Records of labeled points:
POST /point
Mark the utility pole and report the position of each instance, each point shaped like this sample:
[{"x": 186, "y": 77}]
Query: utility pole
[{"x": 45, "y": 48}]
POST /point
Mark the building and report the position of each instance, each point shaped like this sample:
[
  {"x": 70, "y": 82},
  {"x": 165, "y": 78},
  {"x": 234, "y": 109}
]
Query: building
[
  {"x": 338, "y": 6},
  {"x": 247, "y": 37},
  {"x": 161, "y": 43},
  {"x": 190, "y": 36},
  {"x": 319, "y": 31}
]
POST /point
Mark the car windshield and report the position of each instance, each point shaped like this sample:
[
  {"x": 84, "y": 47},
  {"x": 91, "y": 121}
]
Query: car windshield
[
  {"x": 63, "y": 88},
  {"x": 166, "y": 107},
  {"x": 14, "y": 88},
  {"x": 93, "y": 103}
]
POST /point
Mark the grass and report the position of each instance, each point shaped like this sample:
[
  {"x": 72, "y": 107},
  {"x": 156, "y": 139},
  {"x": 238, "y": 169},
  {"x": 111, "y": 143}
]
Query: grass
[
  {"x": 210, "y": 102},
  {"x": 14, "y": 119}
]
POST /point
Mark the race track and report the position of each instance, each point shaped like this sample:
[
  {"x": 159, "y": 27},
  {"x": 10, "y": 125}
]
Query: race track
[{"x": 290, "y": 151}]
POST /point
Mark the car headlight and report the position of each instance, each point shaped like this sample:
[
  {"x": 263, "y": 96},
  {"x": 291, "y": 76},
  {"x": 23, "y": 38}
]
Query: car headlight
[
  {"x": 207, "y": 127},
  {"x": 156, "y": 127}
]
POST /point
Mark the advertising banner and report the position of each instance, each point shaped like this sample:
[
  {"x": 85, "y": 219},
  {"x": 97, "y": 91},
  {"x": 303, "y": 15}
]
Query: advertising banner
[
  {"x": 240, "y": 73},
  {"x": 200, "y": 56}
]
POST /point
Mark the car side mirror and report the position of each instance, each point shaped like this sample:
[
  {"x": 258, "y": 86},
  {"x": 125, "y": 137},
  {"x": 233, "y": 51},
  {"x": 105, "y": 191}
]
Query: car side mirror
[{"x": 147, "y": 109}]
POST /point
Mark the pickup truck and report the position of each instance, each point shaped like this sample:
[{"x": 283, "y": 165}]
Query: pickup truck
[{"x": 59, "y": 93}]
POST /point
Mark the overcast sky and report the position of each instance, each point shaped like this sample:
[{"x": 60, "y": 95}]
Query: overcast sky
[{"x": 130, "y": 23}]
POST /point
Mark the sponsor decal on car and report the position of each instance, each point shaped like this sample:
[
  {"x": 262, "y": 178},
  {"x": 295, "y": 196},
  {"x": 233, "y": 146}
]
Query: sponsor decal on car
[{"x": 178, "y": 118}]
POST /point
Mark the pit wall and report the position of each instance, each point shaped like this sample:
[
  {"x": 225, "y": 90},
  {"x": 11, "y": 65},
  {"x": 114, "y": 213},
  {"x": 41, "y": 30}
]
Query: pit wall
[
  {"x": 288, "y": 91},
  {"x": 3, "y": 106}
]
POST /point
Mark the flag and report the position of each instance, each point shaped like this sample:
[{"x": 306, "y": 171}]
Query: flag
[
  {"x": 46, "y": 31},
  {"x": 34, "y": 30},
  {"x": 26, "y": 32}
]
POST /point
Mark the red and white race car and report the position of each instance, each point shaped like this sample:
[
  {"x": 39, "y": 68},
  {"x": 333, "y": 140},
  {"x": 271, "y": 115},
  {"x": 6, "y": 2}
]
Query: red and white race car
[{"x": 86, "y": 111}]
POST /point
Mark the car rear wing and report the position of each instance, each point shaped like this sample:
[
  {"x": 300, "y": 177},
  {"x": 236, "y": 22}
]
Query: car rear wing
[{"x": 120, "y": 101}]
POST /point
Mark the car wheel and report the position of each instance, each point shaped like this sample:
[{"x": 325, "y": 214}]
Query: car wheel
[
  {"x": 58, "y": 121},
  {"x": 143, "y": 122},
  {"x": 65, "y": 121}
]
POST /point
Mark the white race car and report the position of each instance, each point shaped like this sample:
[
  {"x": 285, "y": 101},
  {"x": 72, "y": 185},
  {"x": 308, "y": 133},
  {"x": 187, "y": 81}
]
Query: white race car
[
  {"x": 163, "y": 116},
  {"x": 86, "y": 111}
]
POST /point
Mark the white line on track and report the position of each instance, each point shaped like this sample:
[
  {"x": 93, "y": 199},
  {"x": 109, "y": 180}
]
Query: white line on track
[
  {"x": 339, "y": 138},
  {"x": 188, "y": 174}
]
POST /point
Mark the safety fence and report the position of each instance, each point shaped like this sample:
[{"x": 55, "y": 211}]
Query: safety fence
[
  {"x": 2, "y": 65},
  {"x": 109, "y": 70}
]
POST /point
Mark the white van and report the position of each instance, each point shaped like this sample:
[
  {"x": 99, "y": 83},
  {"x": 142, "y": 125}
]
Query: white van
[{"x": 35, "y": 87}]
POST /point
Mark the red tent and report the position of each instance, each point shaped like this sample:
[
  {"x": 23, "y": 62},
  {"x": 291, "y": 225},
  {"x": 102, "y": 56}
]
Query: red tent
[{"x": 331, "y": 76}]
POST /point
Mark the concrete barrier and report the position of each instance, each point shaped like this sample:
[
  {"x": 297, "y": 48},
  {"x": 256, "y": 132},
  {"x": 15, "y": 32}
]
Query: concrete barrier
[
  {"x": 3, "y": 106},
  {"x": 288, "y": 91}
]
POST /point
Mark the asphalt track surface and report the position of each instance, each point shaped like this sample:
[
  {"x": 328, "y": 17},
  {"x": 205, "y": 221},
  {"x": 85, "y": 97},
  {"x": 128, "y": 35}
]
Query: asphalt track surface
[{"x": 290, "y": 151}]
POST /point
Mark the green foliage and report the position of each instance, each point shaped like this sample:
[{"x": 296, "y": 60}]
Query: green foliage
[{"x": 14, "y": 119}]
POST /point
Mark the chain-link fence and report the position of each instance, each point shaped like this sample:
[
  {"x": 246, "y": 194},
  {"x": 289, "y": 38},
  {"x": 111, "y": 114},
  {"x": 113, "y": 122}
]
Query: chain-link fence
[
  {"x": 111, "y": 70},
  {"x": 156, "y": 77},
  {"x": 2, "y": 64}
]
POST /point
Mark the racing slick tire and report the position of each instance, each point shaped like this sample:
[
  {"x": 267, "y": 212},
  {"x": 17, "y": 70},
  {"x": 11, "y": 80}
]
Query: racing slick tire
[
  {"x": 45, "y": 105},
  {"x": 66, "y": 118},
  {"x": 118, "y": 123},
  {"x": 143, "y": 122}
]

- _Exercise objective_
Repeat all entries. Match them exactly.

- _Exercise response_
POST /point
Mark the utility pole and report the position of each instance, each point shaped like this sample:
[{"x": 186, "y": 77}]
Query: utility pole
[{"x": 45, "y": 48}]
POST /point
Mark the building and report the position of each instance, each point shaped like this sample:
[
  {"x": 70, "y": 82},
  {"x": 165, "y": 78},
  {"x": 234, "y": 109}
]
Query: building
[
  {"x": 338, "y": 6},
  {"x": 247, "y": 37},
  {"x": 161, "y": 43},
  {"x": 190, "y": 36},
  {"x": 319, "y": 31}
]
POST /point
Mark the car windshield and report the position of each instance, each point shaped like this sample:
[
  {"x": 84, "y": 47},
  {"x": 91, "y": 121}
]
Query: car windshield
[
  {"x": 63, "y": 88},
  {"x": 166, "y": 107},
  {"x": 14, "y": 88},
  {"x": 93, "y": 103}
]
POST /point
Mark the grass and report the position of each instance, each point shaped like this sample:
[
  {"x": 72, "y": 107},
  {"x": 156, "y": 139},
  {"x": 238, "y": 169},
  {"x": 111, "y": 143}
]
Query: grass
[
  {"x": 210, "y": 102},
  {"x": 14, "y": 119}
]
POST /point
Mark the race track and report the position of each instance, each point shaped like this sample:
[
  {"x": 159, "y": 27},
  {"x": 10, "y": 125}
]
Query: race track
[{"x": 290, "y": 151}]
POST /point
Mark the car headlight and report the position of each instance, each point shaped like this sample:
[
  {"x": 263, "y": 96},
  {"x": 291, "y": 76},
  {"x": 23, "y": 38}
]
Query: car headlight
[
  {"x": 207, "y": 127},
  {"x": 156, "y": 127}
]
POST /point
Mark the advertising banner and report the position of each instance, each point shaped like this sample:
[
  {"x": 85, "y": 219},
  {"x": 97, "y": 91},
  {"x": 303, "y": 15}
]
Query: advertising banner
[
  {"x": 240, "y": 73},
  {"x": 200, "y": 56}
]
POST /point
Mark the car side mirror and report the position of each instance, each point shaped like this sample:
[
  {"x": 258, "y": 86},
  {"x": 125, "y": 137},
  {"x": 233, "y": 51},
  {"x": 105, "y": 191}
]
Query: car side mirror
[{"x": 147, "y": 109}]
POST /point
Mark the pickup truck and report the position of each instance, each point shaped like this sample:
[{"x": 283, "y": 165}]
Query: pickup truck
[{"x": 59, "y": 93}]
POST /point
Mark the overcast sky and report the position of each instance, each point shaped like this sample:
[{"x": 60, "y": 95}]
Query: overcast sky
[{"x": 130, "y": 23}]
POST /point
Mark the sponsor decal on car and report the position of each instance, each point shaped like this sample:
[
  {"x": 262, "y": 178},
  {"x": 295, "y": 196},
  {"x": 233, "y": 146}
]
Query: sponsor decal on car
[{"x": 178, "y": 118}]
POST /point
Mark the pit wall and report the position of each instance, each point shaped like this sample:
[
  {"x": 225, "y": 90},
  {"x": 11, "y": 65},
  {"x": 114, "y": 213},
  {"x": 41, "y": 30}
]
Query: pit wall
[
  {"x": 288, "y": 91},
  {"x": 3, "y": 106}
]
POST /point
Mark the flag and report the position of each instance, each point shaped like this sample:
[{"x": 306, "y": 171}]
Query: flag
[
  {"x": 46, "y": 31},
  {"x": 34, "y": 30},
  {"x": 26, "y": 32}
]
POST /point
Mark the red and white race car and report the position of each instance, each point shaped like this sample:
[
  {"x": 39, "y": 68},
  {"x": 333, "y": 140},
  {"x": 271, "y": 115},
  {"x": 6, "y": 2}
]
Query: red and white race car
[{"x": 86, "y": 111}]
POST /point
Mark the car rear wing and report the position of each instance, each point shaped like this sample:
[
  {"x": 300, "y": 177},
  {"x": 236, "y": 22}
]
Query: car rear wing
[{"x": 120, "y": 101}]
POST /point
Mark the car wheel and report the position of each instance, each point shaped like this sample:
[{"x": 325, "y": 214}]
Query: car wheel
[
  {"x": 58, "y": 121},
  {"x": 143, "y": 122},
  {"x": 65, "y": 121}
]
POST /point
Mark the white race car and report the position of each instance, each point shaped like this sample:
[
  {"x": 285, "y": 101},
  {"x": 72, "y": 185},
  {"x": 308, "y": 133},
  {"x": 187, "y": 81}
]
Query: white race car
[
  {"x": 163, "y": 116},
  {"x": 86, "y": 111}
]
POST /point
Mark the white line on track and report the position of each instance, each point shaped like this sample:
[
  {"x": 93, "y": 199},
  {"x": 109, "y": 180}
]
Query: white line on track
[
  {"x": 339, "y": 138},
  {"x": 188, "y": 174}
]
POST /point
Mark the safety fence and report the position of each instance, each point shaped like this sample:
[{"x": 55, "y": 211}]
Query: safety fence
[
  {"x": 2, "y": 65},
  {"x": 109, "y": 70}
]
POST /point
Mark the white van and report the position of each instance, each point shaped like this sample:
[
  {"x": 99, "y": 83},
  {"x": 142, "y": 125}
]
Query: white van
[{"x": 35, "y": 87}]
POST /point
Mark the red tent and report the position of each instance, each point shaped like this sample:
[
  {"x": 23, "y": 62},
  {"x": 291, "y": 225},
  {"x": 102, "y": 56}
]
Query: red tent
[{"x": 331, "y": 76}]
POST /point
Mark the concrete barrier and report the position of each instance, each point shaped like this sample:
[
  {"x": 297, "y": 48},
  {"x": 256, "y": 132},
  {"x": 15, "y": 32}
]
Query: concrete barrier
[
  {"x": 3, "y": 106},
  {"x": 288, "y": 91}
]
POST /point
Mark the asphalt track surface and report the position of each instance, each point shaped like this sample:
[
  {"x": 328, "y": 17},
  {"x": 205, "y": 221},
  {"x": 85, "y": 97},
  {"x": 128, "y": 35}
]
Query: asphalt track surface
[{"x": 290, "y": 151}]
POST /point
Mark the green foliage and report the position of each instance, each point shaped like this sample:
[{"x": 296, "y": 60}]
Query: green foliage
[{"x": 14, "y": 119}]
POST /point
Mark the chain-link fence and report the position of each instance, each point shaped like this sample:
[
  {"x": 246, "y": 194},
  {"x": 289, "y": 38},
  {"x": 111, "y": 114},
  {"x": 113, "y": 122}
]
Query: chain-link fence
[
  {"x": 111, "y": 70},
  {"x": 156, "y": 77},
  {"x": 2, "y": 64}
]
POST /point
Mark the racing slick tire and report the position of each instance, each point shaped like this sample:
[
  {"x": 267, "y": 212},
  {"x": 17, "y": 70},
  {"x": 11, "y": 80}
]
Query: racing slick tire
[
  {"x": 45, "y": 105},
  {"x": 66, "y": 118},
  {"x": 118, "y": 123},
  {"x": 143, "y": 122}
]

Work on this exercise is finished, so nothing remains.